== Exercise data
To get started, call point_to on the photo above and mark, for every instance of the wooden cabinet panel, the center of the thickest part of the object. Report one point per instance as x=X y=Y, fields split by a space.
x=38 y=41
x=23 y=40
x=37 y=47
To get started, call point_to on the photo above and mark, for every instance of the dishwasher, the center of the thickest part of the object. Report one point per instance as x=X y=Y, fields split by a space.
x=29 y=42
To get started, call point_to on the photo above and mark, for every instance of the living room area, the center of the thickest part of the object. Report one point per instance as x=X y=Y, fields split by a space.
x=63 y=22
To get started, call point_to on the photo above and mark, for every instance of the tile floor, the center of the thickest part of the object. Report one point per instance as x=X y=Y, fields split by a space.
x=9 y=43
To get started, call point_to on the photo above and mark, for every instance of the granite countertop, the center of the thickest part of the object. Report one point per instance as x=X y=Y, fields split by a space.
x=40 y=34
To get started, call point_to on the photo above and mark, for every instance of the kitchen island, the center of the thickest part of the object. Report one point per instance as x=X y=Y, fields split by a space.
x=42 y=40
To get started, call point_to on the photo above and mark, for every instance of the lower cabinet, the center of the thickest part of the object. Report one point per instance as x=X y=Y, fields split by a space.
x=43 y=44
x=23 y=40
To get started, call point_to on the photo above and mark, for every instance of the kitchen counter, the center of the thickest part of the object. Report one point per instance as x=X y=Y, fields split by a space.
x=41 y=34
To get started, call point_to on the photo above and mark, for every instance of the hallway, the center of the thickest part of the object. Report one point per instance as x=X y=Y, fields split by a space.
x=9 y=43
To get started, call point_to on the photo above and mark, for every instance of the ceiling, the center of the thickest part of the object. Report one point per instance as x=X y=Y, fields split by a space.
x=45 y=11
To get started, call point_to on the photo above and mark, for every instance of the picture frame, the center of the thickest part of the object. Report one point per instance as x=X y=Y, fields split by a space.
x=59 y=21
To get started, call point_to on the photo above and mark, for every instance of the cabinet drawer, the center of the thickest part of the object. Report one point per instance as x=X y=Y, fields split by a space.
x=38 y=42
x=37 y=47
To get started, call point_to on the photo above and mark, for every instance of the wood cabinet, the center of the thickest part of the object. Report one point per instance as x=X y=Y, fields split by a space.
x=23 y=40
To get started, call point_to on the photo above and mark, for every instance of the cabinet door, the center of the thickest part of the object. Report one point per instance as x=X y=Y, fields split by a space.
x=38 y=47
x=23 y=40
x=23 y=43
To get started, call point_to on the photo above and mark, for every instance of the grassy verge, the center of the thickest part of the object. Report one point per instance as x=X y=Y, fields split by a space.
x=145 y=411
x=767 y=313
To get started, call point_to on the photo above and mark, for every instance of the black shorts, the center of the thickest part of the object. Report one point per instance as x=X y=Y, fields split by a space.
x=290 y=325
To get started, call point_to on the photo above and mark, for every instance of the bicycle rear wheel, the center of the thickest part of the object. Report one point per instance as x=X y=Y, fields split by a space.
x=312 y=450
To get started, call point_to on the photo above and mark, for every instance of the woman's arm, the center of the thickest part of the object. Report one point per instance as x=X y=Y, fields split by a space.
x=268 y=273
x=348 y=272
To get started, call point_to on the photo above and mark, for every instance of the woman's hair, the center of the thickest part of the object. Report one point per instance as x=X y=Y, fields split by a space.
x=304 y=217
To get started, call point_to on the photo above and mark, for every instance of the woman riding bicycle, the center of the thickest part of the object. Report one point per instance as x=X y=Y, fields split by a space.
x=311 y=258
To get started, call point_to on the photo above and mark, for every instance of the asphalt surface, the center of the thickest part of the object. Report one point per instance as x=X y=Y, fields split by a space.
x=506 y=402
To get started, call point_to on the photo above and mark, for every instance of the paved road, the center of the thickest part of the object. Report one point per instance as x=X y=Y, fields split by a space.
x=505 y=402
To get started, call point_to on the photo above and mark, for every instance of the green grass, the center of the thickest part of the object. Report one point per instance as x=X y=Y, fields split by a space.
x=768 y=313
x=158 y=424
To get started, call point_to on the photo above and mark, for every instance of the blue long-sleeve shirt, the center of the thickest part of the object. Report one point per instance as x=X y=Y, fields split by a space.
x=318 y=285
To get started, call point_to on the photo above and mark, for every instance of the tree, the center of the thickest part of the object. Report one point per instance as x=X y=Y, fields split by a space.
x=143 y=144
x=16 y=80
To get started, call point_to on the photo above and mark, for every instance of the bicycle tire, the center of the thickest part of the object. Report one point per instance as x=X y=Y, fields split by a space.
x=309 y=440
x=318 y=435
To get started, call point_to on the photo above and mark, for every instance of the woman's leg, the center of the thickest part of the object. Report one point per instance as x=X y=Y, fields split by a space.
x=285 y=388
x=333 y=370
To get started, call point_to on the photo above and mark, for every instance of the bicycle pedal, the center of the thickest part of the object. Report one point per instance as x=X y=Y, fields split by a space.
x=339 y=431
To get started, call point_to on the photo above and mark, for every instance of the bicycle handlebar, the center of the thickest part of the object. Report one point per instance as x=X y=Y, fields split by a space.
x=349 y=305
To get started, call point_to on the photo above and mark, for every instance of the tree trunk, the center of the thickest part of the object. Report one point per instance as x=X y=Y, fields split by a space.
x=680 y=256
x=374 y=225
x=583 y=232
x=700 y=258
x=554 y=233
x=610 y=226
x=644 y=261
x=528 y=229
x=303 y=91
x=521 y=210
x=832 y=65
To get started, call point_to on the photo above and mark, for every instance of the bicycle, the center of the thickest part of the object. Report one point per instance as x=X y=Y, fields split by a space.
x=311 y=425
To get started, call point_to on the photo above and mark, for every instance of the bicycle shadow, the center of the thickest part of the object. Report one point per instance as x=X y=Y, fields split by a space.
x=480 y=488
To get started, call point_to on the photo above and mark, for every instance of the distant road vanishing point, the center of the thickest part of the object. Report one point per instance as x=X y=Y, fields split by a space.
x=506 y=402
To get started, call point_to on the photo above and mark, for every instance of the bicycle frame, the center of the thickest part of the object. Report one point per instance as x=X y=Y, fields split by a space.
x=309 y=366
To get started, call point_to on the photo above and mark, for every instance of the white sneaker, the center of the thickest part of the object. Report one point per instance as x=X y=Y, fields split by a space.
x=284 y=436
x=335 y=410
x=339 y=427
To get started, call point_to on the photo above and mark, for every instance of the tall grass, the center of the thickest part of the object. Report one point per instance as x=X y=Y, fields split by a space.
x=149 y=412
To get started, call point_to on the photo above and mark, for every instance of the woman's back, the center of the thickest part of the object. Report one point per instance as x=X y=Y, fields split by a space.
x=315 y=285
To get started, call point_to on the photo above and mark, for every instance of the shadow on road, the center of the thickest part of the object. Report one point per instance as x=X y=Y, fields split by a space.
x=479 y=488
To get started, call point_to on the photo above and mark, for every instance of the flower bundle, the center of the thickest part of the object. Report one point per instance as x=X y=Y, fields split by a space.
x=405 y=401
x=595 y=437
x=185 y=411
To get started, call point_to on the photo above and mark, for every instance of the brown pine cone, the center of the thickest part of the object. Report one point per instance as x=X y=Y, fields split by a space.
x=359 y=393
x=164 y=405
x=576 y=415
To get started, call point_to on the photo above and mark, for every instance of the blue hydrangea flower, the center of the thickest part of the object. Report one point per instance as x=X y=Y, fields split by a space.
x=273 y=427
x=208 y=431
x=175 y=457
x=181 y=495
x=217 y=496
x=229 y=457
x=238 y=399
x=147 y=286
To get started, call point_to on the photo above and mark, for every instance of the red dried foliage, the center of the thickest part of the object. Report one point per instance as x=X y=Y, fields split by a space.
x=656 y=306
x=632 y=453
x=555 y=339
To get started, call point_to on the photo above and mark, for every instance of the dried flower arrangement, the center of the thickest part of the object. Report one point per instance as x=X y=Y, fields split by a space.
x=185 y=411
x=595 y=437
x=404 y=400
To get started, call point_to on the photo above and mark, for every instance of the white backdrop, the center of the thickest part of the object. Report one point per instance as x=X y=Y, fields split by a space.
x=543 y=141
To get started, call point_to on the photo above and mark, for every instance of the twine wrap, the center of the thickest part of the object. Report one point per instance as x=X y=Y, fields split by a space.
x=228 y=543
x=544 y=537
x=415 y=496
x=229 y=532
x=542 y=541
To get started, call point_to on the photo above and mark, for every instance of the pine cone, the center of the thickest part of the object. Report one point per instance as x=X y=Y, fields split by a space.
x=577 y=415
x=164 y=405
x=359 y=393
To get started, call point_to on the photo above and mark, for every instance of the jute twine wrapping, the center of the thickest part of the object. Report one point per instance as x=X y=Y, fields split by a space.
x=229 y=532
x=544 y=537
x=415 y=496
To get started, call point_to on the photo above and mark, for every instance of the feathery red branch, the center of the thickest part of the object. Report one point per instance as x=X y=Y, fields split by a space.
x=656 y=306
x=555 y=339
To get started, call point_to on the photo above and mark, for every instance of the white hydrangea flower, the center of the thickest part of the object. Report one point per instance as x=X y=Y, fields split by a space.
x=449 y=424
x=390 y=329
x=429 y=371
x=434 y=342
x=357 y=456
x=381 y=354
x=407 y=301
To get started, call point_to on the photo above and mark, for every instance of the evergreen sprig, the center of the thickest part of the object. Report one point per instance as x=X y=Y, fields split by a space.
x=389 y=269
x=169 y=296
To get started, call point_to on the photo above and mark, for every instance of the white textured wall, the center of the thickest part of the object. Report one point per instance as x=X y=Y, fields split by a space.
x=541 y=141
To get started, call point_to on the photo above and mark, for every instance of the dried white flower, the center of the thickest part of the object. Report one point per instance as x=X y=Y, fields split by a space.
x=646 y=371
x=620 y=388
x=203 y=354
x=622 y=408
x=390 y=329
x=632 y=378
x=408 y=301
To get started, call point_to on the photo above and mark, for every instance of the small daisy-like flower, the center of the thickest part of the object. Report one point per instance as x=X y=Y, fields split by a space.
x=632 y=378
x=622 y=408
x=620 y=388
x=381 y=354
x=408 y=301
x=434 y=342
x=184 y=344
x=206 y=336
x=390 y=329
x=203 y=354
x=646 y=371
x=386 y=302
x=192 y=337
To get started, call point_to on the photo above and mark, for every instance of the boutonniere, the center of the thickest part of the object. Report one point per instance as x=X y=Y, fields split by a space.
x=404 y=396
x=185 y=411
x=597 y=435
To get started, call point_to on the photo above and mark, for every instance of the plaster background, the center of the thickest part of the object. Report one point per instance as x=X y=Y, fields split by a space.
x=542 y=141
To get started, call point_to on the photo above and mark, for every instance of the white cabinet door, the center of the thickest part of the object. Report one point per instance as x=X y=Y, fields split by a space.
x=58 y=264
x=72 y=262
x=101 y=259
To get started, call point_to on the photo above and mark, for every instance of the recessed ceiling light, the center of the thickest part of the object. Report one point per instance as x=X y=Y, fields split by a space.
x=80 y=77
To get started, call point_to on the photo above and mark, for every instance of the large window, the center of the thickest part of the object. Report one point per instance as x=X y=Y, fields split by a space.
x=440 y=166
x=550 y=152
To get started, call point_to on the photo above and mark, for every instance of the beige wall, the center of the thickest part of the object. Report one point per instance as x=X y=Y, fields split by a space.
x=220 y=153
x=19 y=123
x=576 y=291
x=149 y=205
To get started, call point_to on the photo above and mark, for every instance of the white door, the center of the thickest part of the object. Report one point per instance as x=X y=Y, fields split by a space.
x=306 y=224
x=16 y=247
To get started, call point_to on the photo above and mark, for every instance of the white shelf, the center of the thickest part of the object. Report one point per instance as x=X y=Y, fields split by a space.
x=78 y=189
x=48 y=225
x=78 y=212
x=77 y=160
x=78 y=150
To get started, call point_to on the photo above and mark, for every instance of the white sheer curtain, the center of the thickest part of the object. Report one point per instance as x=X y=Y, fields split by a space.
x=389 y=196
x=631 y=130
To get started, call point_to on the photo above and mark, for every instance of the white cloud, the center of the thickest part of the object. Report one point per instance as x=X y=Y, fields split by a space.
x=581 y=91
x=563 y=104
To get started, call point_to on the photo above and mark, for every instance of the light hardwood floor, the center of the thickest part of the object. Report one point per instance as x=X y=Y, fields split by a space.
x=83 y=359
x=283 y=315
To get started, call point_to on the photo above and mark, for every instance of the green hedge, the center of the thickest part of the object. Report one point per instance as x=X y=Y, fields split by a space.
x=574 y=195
====
**Exercise requirements:** The answer must consist of the lines from the one with "green hedge, the" through the final line of the entries above, exactly as they are, and nothing else.

**Solution to this task:**
To get started, call point_to on the photo above and mark, for every instance of the green hedge, the center of the thickest part of the object. Report one point per instance as x=X y=Y, fields split by a space.
x=574 y=195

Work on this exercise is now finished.